=== PROVIDED PASSAGE ===
Today rather than take an expensive organised tour, we jumped on a local shuttle bus to the Vicente Pérez Rosales National Park, to the Petrohué falls. Despite the hoards of American tourists on coach trips it was beautiful. After the falls we walked to the Laguna Verde where we were alternatively scorched by the sun and hailed on then caught a bus back into town.
 Rhys and Brendon horseriding in Pichilemu.

Pachamama crew, Punta Lobos. 

Me hugging the lighthouse, Valdivia.

Pachamama power ballads, Pucon.

Pachamama crew, Puerto Varas. 

Rhys, Huequehue National Park.

Sealion planking, Valdivia.

Puerto Varas national park and volcanoes.
 

14 November 2012

Week 7 - Las Canas, Mendoza, Santiago (Uruguay, Argentina, Chile)

From Fray Bentos bus terminal no buses went out to Las Canas, a village with a river beach, one shop and 3 bar/restaurants about 8km out of town, so we jumped in taxi. When we got to the hotel it was all locked up with a sign on the door to ring a number to be let in. We’re not carrying a charged mobile phone. While Rhys stayed at the hotel with the bags I walked down to the beach and in my pigeon Spanish managed to get directions to the pay phone. The phone didn’t work. I spent the next 15 minutes trying to explain to a guy at one of the bars that I needed to borrow a phone, all fun and games. An hour after arriving in the village we finally we got let into our room.

The next morning we took a cab back into Fray Bentos to pick up our bus tickets and to visit the Fray Bentos factory museum – not a whole lot of English just photos of tinned pies and corn beef cans. Back in Las Canas the two Belgian guys we met in Punta del Diablo checked into our hotel with a Chilean guy they’d met along the way with a rental car. After a few beers in one of the beach bars we drove into Fray Bentos for dinner then back to Las Canas for a bonfire on the beach.

We had booked tickets to Mendoza on the twice weekly bus and the guys dropped us at the international bridge where we had to sit by the immigration post to wait for the bus to come through. After clearing customs we were out of Uruguay and back into Argentina and had an 18 hour overnight bus journey to look forward to. The buses here serve food and drink, although of very differing quality depending on the bus company. We’ve heard of people getting free wine and even champagne and hot dinners. Our bus served us crackers and biscuits followed by some crisps and peanuts and a choice of either a shot of whiskey or vodka straight to help you sleep, lovely.

=== WHAT YOU HAVE TO DO ===
Copy out the part of the travel account from "Week 7 - Las" to "into our room." word for word.

=== DATASET RECORDS ===

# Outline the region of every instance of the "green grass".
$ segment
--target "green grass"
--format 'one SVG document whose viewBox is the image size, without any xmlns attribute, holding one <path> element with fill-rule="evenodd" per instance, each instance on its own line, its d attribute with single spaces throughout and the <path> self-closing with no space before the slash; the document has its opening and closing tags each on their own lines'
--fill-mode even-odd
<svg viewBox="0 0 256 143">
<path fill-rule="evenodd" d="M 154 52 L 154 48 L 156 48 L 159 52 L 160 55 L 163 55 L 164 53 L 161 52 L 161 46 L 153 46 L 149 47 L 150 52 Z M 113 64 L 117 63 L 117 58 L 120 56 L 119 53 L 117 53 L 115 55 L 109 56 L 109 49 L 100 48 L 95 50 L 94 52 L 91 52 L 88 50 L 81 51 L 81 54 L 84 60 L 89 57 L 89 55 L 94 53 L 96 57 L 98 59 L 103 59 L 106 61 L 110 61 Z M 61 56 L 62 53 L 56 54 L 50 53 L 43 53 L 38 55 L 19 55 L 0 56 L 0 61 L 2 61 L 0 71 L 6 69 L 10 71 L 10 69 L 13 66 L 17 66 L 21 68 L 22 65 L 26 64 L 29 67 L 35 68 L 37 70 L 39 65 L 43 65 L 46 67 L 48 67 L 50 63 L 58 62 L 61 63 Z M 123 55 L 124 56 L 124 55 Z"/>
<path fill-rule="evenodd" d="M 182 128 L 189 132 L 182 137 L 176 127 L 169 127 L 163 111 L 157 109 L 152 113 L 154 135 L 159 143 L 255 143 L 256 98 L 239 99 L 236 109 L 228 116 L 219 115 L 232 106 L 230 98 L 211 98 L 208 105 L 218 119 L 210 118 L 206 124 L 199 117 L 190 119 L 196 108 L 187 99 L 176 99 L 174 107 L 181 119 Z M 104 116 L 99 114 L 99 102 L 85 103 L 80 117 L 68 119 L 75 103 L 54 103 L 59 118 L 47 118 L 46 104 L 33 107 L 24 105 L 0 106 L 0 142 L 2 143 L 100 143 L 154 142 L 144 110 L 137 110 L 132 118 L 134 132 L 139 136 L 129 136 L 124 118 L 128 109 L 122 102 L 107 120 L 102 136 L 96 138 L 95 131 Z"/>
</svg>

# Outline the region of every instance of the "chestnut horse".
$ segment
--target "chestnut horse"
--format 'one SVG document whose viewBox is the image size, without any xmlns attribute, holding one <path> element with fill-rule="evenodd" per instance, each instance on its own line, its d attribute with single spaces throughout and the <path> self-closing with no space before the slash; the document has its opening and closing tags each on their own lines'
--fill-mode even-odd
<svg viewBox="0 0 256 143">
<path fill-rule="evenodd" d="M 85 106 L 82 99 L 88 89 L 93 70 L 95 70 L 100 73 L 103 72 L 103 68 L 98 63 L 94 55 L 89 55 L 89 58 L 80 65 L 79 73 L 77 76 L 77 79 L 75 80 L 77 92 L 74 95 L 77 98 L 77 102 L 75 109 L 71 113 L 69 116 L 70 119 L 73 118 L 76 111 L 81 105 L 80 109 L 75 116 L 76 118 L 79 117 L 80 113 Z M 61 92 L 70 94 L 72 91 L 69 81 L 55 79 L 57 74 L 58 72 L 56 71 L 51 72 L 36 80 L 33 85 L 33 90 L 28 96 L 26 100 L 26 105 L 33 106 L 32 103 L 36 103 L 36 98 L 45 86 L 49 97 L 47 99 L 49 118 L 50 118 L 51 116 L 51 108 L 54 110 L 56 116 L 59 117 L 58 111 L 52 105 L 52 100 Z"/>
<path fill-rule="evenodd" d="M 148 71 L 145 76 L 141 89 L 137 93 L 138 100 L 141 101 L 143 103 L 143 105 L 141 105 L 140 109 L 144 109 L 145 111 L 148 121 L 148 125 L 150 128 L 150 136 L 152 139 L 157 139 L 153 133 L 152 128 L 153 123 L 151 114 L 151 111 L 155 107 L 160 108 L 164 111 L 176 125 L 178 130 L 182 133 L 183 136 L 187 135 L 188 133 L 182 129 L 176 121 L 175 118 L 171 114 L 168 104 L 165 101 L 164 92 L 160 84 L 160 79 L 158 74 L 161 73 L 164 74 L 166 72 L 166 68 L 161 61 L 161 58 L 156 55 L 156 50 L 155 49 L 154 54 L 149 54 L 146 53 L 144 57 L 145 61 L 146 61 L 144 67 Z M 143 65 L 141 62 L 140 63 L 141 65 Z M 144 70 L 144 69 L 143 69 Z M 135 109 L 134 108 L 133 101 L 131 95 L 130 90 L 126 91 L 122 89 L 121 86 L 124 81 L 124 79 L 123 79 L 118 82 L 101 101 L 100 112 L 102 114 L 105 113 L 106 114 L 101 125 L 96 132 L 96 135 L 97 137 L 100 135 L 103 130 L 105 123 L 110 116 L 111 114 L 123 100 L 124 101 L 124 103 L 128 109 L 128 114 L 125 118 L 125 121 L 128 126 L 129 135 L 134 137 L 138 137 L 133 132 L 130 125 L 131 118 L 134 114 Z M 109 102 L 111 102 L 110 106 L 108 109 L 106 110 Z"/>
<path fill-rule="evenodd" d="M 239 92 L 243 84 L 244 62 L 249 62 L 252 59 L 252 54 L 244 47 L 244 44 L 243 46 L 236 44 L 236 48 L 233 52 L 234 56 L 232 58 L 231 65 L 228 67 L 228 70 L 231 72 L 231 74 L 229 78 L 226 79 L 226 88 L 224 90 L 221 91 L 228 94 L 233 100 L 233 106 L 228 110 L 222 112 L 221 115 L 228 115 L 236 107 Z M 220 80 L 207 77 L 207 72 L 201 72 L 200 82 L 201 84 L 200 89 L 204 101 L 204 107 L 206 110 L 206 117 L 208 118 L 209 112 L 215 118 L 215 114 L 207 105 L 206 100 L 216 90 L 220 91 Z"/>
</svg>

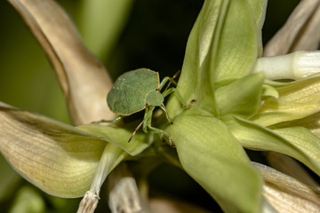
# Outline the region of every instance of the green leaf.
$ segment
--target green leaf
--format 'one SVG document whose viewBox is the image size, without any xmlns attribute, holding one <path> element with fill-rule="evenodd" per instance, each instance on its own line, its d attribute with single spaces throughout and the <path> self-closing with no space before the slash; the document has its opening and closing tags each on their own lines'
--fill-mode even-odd
<svg viewBox="0 0 320 213">
<path fill-rule="evenodd" d="M 260 106 L 264 75 L 248 75 L 215 91 L 219 114 L 250 117 Z"/>
<path fill-rule="evenodd" d="M 236 116 L 225 117 L 223 122 L 243 146 L 285 154 L 320 175 L 319 138 L 307 129 L 296 127 L 271 130 Z"/>
<path fill-rule="evenodd" d="M 216 32 L 220 38 L 217 51 L 212 53 L 214 59 L 210 59 L 215 81 L 242 77 L 255 64 L 258 56 L 257 20 L 256 17 L 252 18 L 252 10 L 246 0 L 230 1 L 222 28 Z"/>
<path fill-rule="evenodd" d="M 259 212 L 261 179 L 227 126 L 192 106 L 166 129 L 183 169 L 226 212 Z"/>
<path fill-rule="evenodd" d="M 256 24 L 258 55 L 260 57 L 263 51 L 261 29 L 266 17 L 268 0 L 248 0 L 247 2 L 252 12 L 253 20 L 255 20 Z"/>
<path fill-rule="evenodd" d="M 0 103 L 2 154 L 19 174 L 50 194 L 83 196 L 107 144 L 118 148 L 72 126 Z"/>
<path fill-rule="evenodd" d="M 116 43 L 132 7 L 131 0 L 83 0 L 80 28 L 84 43 L 105 59 Z"/>
<path fill-rule="evenodd" d="M 14 199 L 10 213 L 44 212 L 45 202 L 40 193 L 30 186 L 21 187 Z"/>
<path fill-rule="evenodd" d="M 99 137 L 100 139 L 120 146 L 132 156 L 140 154 L 143 150 L 148 148 L 152 142 L 148 140 L 147 134 L 137 132 L 132 141 L 128 143 L 128 140 L 132 135 L 133 130 L 129 130 L 117 126 L 87 124 L 78 126 L 76 128 L 83 131 L 88 132 L 91 135 Z"/>
<path fill-rule="evenodd" d="M 252 120 L 262 126 L 307 117 L 320 111 L 320 77 L 274 85 L 279 98 L 266 99 L 259 114 Z"/>
</svg>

=== THE ANSWER ===
Week 7 - Las Canas, Mendoza, Santiago (Uruguay, Argentina, Chile)

From Fray Bentos bus terminal no buses went out to Las Canas, a village with a river beach, one shop and 3 bar/restaurants about 8km out of town, so we jumped in taxi. When we got to the hotel it was all locked up with a sign on the door to ring a number to be let in. We’re not carrying a charged mobile phone. While Rhys stayed at the hotel with the bags I walked down to the beach and in my pigeon Spanish managed to get directions to the pay phone. The phone didn’t work. I spent the next 15 minutes trying to explain to a guy at one of the bars that I needed to borrow a phone, all fun and games. An hour after arriving in the village we finally we got let into our room.